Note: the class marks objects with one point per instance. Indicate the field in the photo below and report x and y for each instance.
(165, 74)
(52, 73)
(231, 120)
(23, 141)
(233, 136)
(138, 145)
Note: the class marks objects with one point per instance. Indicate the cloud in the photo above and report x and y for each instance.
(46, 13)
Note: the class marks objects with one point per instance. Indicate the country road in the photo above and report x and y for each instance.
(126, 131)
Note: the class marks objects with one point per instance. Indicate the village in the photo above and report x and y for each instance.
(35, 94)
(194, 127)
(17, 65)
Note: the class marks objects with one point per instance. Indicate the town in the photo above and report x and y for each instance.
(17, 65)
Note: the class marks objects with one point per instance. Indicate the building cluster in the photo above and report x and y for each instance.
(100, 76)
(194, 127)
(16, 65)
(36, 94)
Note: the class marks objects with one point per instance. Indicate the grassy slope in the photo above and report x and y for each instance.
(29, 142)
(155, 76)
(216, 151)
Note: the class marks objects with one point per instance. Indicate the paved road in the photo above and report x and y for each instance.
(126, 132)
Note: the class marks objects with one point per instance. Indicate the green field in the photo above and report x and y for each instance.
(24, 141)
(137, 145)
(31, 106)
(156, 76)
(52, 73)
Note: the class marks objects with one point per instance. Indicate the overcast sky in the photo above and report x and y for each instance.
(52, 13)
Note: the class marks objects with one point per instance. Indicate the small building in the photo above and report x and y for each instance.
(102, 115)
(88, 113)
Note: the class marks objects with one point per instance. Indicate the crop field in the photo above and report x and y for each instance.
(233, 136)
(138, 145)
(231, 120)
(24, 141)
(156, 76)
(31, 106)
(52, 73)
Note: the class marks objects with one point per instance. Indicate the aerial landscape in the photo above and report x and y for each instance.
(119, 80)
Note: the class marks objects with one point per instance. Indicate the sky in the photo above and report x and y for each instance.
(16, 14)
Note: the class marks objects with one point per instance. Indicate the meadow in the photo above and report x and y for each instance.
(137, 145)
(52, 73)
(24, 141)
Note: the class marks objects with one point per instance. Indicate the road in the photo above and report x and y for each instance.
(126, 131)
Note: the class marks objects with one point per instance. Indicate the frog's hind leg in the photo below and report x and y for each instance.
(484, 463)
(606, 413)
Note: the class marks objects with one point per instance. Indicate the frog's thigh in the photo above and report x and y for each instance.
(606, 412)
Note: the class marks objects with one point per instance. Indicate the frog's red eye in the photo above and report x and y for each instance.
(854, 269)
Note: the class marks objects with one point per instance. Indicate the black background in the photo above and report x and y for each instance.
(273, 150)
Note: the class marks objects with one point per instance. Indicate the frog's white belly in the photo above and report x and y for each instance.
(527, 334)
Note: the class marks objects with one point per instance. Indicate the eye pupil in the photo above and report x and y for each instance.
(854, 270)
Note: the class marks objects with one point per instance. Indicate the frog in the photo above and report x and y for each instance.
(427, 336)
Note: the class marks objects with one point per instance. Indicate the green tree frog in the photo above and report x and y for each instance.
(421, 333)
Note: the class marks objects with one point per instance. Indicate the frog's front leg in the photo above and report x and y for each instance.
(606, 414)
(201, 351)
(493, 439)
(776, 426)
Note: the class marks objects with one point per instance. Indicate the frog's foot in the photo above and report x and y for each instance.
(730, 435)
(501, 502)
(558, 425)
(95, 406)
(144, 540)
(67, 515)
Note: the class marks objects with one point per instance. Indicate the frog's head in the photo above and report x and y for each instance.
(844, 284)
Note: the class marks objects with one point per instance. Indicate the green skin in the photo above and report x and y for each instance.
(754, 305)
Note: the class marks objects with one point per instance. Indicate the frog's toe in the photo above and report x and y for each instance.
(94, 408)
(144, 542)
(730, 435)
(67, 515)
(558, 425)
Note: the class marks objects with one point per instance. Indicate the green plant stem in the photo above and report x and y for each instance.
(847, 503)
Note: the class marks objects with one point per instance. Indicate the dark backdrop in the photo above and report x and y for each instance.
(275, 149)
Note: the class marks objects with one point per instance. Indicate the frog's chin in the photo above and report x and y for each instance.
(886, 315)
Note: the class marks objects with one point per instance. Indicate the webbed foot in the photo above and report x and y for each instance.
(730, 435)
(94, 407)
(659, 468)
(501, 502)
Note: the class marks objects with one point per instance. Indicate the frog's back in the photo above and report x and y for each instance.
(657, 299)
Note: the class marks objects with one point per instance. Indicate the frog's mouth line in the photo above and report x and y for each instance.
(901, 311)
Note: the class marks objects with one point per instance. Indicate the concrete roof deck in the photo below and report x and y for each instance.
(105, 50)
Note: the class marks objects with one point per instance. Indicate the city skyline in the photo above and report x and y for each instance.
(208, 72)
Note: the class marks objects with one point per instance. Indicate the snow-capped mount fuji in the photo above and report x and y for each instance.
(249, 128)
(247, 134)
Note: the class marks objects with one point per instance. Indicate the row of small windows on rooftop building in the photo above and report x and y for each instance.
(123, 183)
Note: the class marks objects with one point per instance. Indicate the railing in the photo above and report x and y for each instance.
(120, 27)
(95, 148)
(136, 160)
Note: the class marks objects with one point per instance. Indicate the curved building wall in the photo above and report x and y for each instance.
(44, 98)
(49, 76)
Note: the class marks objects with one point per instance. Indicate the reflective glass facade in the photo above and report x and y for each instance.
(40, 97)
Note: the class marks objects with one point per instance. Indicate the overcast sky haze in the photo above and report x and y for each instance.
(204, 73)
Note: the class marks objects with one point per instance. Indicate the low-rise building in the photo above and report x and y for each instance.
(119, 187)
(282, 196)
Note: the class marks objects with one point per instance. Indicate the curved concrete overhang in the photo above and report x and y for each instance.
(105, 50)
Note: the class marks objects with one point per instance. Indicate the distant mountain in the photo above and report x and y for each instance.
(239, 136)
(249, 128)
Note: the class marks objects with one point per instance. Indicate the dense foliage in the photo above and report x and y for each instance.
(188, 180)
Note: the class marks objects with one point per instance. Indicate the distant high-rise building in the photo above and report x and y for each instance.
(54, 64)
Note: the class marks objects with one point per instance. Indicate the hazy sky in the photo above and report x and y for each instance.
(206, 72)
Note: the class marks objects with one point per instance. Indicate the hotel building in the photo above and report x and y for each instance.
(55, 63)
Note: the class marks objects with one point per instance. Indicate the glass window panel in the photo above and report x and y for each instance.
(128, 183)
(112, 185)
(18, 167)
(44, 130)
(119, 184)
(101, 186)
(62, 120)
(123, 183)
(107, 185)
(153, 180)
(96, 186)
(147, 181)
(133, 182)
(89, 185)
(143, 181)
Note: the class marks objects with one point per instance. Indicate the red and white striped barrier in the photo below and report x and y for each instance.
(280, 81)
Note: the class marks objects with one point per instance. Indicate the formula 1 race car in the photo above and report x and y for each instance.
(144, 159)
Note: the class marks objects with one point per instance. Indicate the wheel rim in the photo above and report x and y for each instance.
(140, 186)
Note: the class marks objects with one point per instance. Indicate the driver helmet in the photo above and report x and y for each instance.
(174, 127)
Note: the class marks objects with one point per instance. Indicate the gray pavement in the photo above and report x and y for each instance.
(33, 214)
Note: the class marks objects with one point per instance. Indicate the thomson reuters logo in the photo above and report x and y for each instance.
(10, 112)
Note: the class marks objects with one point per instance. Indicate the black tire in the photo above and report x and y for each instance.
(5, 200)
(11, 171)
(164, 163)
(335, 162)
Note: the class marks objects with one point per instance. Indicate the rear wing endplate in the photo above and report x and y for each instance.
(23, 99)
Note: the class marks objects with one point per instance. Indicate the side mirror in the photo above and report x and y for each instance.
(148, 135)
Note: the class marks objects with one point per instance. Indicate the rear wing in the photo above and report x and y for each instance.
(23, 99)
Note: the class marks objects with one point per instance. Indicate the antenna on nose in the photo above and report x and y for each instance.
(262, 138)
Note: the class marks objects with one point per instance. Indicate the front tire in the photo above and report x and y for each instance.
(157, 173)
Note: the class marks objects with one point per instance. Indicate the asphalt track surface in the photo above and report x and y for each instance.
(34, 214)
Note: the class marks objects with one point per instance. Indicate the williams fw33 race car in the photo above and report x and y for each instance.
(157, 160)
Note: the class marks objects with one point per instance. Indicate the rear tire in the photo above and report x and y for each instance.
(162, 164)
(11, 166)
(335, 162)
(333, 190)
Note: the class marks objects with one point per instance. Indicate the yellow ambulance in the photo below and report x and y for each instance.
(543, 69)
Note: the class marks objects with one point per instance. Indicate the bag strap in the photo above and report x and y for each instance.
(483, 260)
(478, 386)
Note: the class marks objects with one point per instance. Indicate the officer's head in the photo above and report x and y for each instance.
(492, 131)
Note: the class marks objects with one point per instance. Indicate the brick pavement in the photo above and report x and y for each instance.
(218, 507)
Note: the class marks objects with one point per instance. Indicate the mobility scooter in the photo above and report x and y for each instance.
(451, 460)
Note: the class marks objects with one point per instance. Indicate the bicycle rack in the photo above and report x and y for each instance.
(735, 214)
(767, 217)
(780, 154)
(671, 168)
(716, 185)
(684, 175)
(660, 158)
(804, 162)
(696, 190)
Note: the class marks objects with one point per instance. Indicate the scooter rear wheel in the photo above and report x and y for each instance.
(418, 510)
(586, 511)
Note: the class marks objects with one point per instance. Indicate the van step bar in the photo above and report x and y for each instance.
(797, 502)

────────────────────

- Task instructions: Each line from the one with "Indicate the mobility" through the last line of the records must be written out word for word. Include nothing else.

- Response for this exercise:
Note: the class marks objects with one point per instance. Indicate the mobility scooter in the photo above and report x and y for each instance.
(451, 460)
Note: the class marks objects with one point per instance. Indicate the bicycle rack in the photo above and report x and y for each instance.
(735, 214)
(767, 217)
(780, 154)
(671, 168)
(716, 185)
(684, 175)
(660, 158)
(804, 162)
(696, 190)
Note: the class marks objects with one point per instance. Indicate the scooter rear wheel in the photo above and report x and y for each instance.
(418, 510)
(586, 511)
Note: the class marks objects with one point per instance. Indicate the van step bar in the photo above and report x and y for each instance.
(797, 502)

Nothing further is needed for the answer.